Arkansas Area Codes: Complete Guide to All 4 AR Codes (2026)
Complete guide to all 4 Arkansas area codes including 501, 870, 479, and 327. Coverage maps, time zones, history, and the stories behind the Natural State.

Arkansas has 4 area codes serving a state of approximately 3.1 million people across 75 counties. From the Ozark highlands of the northwest to the Delta flatlands of the east, from the thermal springs of Hot Springs to the diamond fields of Murfreesboro, the Natural State's area codes map onto three distinct geographic and cultural regions.
This is the state where nine Black teenagers needed 1,200 paratroopers with bayonets to walk into a high school, where a five-and-dime store became the largest company on Earth with $713 billion in revenue, where a sharecropper's son who picked cotton at age five became the Man in Black, where you can dig up diamonds for $10 admission and keep what you find, and where a federal judge hanged 79 men in 21 years because his courtroom was the only law for 74,000 square miles. Arkansas's motto is Regnat Populus — "The People Rule."
Arkansas Area Codes Quick Facts
All 4 Arkansas Area Codes
501 (1947, original) — Little Rock, North Little Rock, Conway, Hot Springs, Benton, Jacksonville, Searcy, Russellville, Cabot. Home of the state capital and Central High School. Originally covered all of Arkansas. No overlay yet.
870 (1997, split from 501) • 327 (2024, overlay) — Jonesboro, Pine Bluff, Texarkana, West Memphis, El Dorado, Hope, Mountain Home, Batesville, Blytheville. Largest geographic area code in Arkansas (58 counties). 10-digit dialing required since January 2024.
479 (2002, split from 501) — Fayetteville, Fort Smith, Springdale, Rogers, Bentonville, Van Buren, Siloam Springs, Harrison. Fastest-growing region — home to Walmart HQ, Tyson Foods, J.B. Hunt, and Crystal Bridges Museum. No overlay yet.
Arkansas Area Code Timeline
501 covers all of Arkansas — one of the original 86 US area codes
870 splits from 501 on April 14 — takes northern, eastern, and southern Arkansas (first new AR code in 50 years)

* **WRITTEN EXERCISE A**
Please extract the part of the Arkansas area codes guide from "This is the" to "Arkansas. No overlay yet.", word for word.
The Arkansas area codes guide and the records have no connection to each other.

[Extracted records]
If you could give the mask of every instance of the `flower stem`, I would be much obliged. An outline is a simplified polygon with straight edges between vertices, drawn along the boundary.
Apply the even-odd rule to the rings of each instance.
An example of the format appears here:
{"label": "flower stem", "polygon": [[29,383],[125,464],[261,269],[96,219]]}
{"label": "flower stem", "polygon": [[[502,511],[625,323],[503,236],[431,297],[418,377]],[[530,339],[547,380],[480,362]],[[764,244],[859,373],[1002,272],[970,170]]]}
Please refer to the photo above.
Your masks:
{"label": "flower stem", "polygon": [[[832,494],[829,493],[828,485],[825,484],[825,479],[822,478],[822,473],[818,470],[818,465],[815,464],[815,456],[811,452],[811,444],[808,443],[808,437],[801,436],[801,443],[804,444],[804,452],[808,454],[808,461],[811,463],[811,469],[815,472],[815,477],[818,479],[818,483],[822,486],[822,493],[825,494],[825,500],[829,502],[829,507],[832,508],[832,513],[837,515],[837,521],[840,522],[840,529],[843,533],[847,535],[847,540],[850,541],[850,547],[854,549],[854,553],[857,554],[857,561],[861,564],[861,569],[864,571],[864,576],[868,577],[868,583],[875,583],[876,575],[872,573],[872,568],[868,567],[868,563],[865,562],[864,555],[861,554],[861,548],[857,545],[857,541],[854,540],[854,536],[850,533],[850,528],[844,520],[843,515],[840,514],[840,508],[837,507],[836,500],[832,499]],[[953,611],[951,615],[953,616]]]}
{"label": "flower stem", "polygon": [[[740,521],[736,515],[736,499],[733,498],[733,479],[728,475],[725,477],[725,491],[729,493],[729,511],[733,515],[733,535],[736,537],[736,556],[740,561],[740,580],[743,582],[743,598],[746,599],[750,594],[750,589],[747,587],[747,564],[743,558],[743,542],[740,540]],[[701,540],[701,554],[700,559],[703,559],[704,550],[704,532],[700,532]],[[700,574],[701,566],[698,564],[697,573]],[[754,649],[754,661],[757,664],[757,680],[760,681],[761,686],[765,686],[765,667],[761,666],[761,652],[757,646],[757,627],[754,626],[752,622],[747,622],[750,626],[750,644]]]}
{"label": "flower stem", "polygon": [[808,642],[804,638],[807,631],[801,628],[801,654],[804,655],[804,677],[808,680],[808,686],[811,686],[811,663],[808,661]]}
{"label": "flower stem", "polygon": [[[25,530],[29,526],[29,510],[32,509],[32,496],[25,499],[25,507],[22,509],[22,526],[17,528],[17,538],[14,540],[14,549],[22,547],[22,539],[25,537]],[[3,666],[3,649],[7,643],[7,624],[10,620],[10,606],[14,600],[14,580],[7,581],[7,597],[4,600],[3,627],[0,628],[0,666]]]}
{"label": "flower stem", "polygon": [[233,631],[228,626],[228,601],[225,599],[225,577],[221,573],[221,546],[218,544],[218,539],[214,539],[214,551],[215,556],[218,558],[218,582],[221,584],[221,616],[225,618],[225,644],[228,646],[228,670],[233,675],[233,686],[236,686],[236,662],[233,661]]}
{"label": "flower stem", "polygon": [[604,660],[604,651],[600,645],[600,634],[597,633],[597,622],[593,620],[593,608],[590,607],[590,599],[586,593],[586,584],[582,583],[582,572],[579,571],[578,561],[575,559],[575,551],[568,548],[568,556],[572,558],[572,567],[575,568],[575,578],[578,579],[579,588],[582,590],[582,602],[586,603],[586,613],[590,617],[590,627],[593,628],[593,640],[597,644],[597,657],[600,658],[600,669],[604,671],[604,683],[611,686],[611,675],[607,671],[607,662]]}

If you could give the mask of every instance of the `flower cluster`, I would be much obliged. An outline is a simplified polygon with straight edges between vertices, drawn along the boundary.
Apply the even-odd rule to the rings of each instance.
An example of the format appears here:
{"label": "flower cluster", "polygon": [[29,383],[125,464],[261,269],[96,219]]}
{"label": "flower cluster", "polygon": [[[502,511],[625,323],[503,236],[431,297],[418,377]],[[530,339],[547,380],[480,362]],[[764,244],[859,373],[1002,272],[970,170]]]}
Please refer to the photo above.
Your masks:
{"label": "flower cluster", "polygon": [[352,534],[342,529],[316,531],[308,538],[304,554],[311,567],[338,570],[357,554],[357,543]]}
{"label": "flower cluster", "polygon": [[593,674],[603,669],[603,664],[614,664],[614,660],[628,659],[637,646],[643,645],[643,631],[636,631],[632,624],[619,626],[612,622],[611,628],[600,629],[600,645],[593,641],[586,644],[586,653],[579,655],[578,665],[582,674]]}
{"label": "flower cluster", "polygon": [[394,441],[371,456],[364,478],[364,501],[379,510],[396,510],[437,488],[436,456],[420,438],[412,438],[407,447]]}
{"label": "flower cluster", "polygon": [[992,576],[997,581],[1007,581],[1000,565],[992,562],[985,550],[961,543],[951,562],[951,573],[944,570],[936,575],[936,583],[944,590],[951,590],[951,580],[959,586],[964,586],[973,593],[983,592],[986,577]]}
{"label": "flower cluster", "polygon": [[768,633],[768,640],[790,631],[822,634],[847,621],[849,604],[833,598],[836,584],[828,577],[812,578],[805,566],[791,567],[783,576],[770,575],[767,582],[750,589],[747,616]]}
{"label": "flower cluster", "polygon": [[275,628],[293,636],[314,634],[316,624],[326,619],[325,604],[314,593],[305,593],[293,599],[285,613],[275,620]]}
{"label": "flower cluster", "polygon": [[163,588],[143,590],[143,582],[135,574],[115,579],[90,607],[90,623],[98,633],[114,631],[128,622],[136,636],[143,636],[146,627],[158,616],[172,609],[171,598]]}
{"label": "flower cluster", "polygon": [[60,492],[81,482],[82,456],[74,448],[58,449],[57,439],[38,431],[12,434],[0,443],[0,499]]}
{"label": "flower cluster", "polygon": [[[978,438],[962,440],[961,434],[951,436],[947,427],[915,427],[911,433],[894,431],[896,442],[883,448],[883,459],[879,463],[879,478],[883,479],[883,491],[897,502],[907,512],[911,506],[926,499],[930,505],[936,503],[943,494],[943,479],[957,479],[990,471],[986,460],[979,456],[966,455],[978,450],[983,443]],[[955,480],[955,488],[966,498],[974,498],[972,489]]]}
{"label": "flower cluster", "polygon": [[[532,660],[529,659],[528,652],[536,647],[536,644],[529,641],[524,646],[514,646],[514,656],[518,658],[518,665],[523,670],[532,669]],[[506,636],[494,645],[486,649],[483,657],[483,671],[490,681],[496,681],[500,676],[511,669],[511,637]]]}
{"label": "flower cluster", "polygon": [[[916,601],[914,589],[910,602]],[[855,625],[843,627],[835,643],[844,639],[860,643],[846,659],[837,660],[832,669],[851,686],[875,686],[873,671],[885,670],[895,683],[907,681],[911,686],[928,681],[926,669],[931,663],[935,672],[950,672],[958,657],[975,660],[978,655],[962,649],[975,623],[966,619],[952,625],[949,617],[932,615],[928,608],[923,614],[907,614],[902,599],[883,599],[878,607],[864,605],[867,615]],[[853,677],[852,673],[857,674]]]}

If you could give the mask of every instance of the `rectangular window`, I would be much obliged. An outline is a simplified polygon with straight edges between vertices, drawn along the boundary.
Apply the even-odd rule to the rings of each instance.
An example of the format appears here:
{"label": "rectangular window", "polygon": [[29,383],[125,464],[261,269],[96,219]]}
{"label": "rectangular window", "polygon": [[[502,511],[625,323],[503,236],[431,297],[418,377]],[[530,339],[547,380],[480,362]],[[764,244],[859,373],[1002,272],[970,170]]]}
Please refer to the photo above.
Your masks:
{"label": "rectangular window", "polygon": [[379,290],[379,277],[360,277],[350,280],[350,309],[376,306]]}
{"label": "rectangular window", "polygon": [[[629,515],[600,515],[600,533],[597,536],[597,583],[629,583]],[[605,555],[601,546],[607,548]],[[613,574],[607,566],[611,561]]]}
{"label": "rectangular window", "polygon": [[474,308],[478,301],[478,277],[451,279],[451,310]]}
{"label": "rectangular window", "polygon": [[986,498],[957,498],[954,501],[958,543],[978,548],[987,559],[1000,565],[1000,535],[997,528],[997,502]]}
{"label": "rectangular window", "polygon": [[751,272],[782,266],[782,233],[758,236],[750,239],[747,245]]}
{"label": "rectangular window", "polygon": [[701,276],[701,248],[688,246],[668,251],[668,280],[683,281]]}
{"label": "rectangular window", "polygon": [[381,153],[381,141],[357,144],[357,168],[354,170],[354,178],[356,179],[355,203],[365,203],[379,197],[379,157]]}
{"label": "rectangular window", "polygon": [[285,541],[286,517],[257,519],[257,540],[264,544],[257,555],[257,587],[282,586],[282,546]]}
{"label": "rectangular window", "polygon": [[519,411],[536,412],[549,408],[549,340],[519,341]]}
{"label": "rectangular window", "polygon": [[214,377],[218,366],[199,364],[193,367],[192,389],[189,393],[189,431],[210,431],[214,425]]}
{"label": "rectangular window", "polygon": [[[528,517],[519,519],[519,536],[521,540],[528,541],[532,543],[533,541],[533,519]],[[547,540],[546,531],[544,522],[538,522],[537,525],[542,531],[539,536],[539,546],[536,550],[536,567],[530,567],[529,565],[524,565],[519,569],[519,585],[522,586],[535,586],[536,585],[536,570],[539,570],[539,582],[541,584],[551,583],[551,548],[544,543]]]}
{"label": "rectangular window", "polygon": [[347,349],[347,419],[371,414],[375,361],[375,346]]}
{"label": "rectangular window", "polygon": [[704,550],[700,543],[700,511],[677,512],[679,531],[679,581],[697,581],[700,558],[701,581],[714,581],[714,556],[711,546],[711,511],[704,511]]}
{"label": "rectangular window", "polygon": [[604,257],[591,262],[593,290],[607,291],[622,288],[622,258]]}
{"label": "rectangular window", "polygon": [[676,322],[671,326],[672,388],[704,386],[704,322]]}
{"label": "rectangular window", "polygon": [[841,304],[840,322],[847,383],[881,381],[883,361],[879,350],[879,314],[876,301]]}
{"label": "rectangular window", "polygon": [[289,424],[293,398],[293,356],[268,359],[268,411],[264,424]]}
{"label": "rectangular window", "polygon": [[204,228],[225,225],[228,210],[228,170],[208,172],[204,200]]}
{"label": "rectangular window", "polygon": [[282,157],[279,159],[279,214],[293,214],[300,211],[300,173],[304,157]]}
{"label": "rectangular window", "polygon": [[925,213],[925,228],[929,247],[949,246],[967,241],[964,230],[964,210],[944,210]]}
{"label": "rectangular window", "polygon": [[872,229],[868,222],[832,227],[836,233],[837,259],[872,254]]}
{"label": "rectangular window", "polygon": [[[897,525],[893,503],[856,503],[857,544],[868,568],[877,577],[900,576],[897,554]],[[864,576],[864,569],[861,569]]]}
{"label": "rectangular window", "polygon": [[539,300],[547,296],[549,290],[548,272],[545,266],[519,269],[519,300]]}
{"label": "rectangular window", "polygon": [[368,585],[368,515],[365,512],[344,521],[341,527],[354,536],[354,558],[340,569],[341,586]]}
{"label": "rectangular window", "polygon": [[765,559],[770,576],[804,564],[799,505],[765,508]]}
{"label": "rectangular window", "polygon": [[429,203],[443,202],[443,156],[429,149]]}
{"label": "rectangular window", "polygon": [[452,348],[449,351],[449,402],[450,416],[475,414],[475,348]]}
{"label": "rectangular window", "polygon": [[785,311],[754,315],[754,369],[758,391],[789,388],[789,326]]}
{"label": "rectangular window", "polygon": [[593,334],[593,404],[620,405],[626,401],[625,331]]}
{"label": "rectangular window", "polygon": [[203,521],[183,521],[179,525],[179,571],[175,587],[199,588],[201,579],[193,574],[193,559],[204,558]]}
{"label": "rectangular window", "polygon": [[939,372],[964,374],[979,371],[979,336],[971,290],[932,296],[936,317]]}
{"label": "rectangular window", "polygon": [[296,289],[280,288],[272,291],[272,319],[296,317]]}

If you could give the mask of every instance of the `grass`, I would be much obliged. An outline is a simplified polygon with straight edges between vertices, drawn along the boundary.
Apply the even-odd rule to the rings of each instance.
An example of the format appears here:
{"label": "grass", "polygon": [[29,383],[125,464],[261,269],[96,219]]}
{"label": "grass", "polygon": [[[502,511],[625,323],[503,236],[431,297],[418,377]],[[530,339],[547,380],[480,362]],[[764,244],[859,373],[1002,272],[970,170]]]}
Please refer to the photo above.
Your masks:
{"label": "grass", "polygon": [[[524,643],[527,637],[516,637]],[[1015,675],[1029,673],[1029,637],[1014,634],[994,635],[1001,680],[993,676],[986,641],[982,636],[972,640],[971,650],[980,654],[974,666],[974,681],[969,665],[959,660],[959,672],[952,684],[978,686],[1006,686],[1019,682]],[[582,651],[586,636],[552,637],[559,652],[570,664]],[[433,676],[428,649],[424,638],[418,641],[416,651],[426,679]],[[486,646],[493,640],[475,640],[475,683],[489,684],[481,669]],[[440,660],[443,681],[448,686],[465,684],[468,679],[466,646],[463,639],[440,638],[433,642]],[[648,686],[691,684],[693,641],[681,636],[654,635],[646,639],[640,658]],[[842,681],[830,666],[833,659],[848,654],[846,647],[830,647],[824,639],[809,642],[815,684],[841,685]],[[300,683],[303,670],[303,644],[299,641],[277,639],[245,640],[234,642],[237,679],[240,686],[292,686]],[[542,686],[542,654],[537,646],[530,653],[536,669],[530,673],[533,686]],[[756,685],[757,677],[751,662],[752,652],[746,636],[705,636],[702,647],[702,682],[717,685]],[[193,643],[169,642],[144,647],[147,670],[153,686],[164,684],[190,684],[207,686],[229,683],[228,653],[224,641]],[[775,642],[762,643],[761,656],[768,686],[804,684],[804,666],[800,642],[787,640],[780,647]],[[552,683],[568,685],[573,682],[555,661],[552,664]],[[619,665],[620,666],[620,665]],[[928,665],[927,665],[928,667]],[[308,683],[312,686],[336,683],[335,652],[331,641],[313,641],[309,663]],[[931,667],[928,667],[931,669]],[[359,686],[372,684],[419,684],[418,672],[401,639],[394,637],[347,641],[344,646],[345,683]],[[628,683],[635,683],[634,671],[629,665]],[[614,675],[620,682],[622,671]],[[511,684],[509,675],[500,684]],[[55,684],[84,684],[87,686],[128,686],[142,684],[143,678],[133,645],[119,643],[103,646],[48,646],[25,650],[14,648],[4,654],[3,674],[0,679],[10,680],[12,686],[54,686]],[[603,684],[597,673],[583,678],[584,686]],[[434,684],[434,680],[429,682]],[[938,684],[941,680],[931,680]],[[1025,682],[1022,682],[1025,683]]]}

* **WRITTEN EXERCISE B**
Extract each line of the records that contains the word "give", matching its case exactly.

* **EXERCISE RESPONSE A**
This is the state where nine Black teenagers needed 1,200 paratroopers with bayonets to walk into a high school, where a five-and-dime store became the largest company on Earth with $713 billion in revenue, where a sharecropper's son who picked cotton at age five became the Man in Black, where you can dig up diamonds for $10 admission and keep what you find, and where a federal judge hanged 79 men in 21 years because his courtroom was the only law for 74,000 square miles. Arkansas's motto is Regnat Populus — "The People Rule."
Arkansas Area Codes Quick Facts
All 4 Arkansas Area Codes
501 (1947, original) — Little Rock, North Little Rock, Conway, Hot Springs, Benton, Jacksonville, Searcy, Russellville, Cabot. Home of the state capital and Central High School. Originally covered all of Arkansas. No overlay yet.

* **EXERCISE RESPONSE B**
If you could give the mask of every instance of the `flower stem`, I would be much obliged. An outline is a simplified polygon with straight edges between vertices, drawn along the boundary.
If you could give the mask of every instance of the `flower cluster`, I would be much obliged. An outline is a simplified polygon with straight edges between vertices, drawn along the boundary.
If you could give the mask of every instance of the `rectangular window`, I would be much obliged. An outline is a simplified polygon with straight edges between vertices, drawn along the boundary.
If you could give the mask of every instance of the `grass`, I would be much obliged. An outline is a simplified polygon with straight edges between vertices, drawn along the boundary.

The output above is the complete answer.